Top to bottom, output the entries that follow exactly.

━━━ DATA FOR REVIEW ━━━

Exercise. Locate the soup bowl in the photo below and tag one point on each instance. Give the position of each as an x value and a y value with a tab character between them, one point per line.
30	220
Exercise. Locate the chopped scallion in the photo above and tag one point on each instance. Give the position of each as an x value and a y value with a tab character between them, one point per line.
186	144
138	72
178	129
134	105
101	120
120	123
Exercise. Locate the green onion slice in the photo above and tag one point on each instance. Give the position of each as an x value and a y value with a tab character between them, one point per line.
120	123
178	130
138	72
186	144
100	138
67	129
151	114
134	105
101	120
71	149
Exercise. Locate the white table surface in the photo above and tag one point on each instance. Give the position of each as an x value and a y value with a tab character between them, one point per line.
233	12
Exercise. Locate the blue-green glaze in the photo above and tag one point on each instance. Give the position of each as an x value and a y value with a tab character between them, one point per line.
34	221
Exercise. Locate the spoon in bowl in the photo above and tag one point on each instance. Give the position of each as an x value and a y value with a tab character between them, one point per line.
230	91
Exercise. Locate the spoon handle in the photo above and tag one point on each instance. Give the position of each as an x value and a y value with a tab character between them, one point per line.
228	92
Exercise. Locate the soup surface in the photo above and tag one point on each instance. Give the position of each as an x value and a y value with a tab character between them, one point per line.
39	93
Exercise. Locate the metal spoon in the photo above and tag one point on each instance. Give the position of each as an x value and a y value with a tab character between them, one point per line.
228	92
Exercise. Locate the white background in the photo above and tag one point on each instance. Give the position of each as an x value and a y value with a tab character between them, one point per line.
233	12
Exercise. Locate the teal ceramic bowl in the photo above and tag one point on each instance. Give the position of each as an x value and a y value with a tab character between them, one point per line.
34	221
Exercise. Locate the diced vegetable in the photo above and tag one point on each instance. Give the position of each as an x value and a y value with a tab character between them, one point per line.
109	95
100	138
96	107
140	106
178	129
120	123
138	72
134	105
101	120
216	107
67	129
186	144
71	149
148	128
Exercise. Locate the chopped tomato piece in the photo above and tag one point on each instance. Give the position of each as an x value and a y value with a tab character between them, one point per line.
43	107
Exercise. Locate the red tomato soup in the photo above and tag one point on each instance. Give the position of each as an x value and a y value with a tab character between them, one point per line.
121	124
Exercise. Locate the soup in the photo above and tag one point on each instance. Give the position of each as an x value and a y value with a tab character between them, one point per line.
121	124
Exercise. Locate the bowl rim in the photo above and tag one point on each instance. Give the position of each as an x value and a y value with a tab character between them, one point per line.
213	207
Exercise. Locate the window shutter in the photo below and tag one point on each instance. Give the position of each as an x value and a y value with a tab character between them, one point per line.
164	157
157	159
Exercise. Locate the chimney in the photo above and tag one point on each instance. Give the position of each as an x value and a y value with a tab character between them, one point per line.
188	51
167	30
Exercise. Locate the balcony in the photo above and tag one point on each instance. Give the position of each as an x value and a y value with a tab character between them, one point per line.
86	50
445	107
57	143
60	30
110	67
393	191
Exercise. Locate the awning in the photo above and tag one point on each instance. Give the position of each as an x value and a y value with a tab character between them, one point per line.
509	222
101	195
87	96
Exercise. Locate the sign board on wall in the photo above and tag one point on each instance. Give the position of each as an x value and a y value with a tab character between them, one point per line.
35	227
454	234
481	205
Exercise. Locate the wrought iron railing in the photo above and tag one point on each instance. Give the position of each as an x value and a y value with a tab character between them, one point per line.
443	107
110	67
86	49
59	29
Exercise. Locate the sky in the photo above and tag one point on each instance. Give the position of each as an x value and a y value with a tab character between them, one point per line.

━━━

[ANSWER FOR THE TASK]
Exercise. Locate the soup bowl in the photo below and tag one point on each instance. Give the position of each as an x value and a y value with a tab character between them, one point per line.
30	220
Exercise. Locate the chopped scallion in the photo above and tag one point on each instance. Give the position of each as an x value and a y value with a tab character between them, one point per line.
186	144
138	72
178	129
134	105
101	120
120	123
Exercise. Locate the green onion slice in the photo above and tag one point on each instance. Give the position of each as an x value and a y value with a tab character between them, one point per line.
120	123
178	130
138	72
186	144
100	138
67	129
151	114
134	105
101	120
71	149
Exercise. Locate the white table surface in the photo above and tag one point on each instance. Give the position of each as an x value and a y value with a tab character between them, one point per line.
233	12
Exercise. Locate the blue-green glaze in the photo above and tag one point on each instance. Give the position of each as an x value and a y value with a tab character between them, one point per line.
34	221
Exercise. Locate the spoon in bowl in the photo above and tag one point on each instance. Give the position of each as an x value and a y value with a tab character between them, one point per line.
230	91
Exercise. Locate the spoon handle in the photo above and tag one point on each instance. Give the position of each as an x value and a y value with a tab character between them, one point per line.
228	92
Exercise. Locate the soup surface in the photo above and tag one point on each instance. Give the position of each as an x value and a y value with a tab character between them, one point per line.
39	93
Exercise. Locate the metal spoon in the photo above and tag one point on each instance. Give the position of each as an x value and a y value with a tab character between them, one point per line.
228	92
Exercise. Locate the white background in the photo above and tag one point on each instance. Give the position of each as an x value and a y value with a tab character between them, one point per line.
233	12
Exercise. Locate the teal ceramic bowl in the photo above and tag one point on each instance. Give the position of each as an x value and a y value with a tab character between them, one point per line.
34	221
Exercise. Locate the diced vegetable in the photo above and tag one point on each instance. Give the position of each as an x value and a y value with a tab character between them, one point per line.
109	95
100	138
96	107
140	106
178	129
120	123
138	72
134	105
101	120
216	107
67	129
186	144
71	149
148	128
Exercise. Locate the chopped tomato piece in the photo above and tag one point on each instance. Give the position of each as an x value and a y value with a tab character between them, one point per line.
43	107
Exercise. Locate the red tomato soup in the photo above and tag one point on each instance. Give the position of each as an x value and a y value with a tab character between them, one point per line.
121	124
Exercise. Locate the soup in the photo above and tag one point on each instance. Give the position of each as an x value and a y value with a tab character between them, one point per line.
121	124
Exercise. Locate the bowl rim in the photo above and tag one point on each instance. Give the position of each as an x value and a y value with a tab character between them, one point per line.
213	207
Exercise. Locate the window shutter in the photo below and tag one point on each instance. Give the position of each as an x value and a y value with a tab character between them, one point per line.
164	157
157	159
Exercise. Locate the chimney in the photo above and tag one point on each instance. Give the position of each as an x value and a y value with a tab character between them, one point per line.
188	51
167	30
Exercise. Locate the balcony in the photo above and tag one point on each instance. Give the position of each as an x value and a y value with a tab character between them, one point per line.
86	50
445	107
57	143
60	30
110	67
393	191
Exercise. Locate the awning in the photo above and tag one point on each instance. Give the position of each as an x value and a y value with a tab character between them, one point per line.
509	222
101	195
87	96
Exercise. Locate the sign board on wall in the photo above and tag one point on each instance. Give the position of each as an x value and a y value with a tab character between them, one point per line.
35	227
454	234
481	205
Exercise. Locate the wrought iron railing in the photo above and tag one point on each instance. Give the position of each as an x value and a y value with a tab character between them, one point per line.
443	107
110	67
86	49
59	29
Exercise. Locate the sky in the photo above and tag one point on each instance. Give the position of each as an x value and a y value with a tab character between them, one point per line.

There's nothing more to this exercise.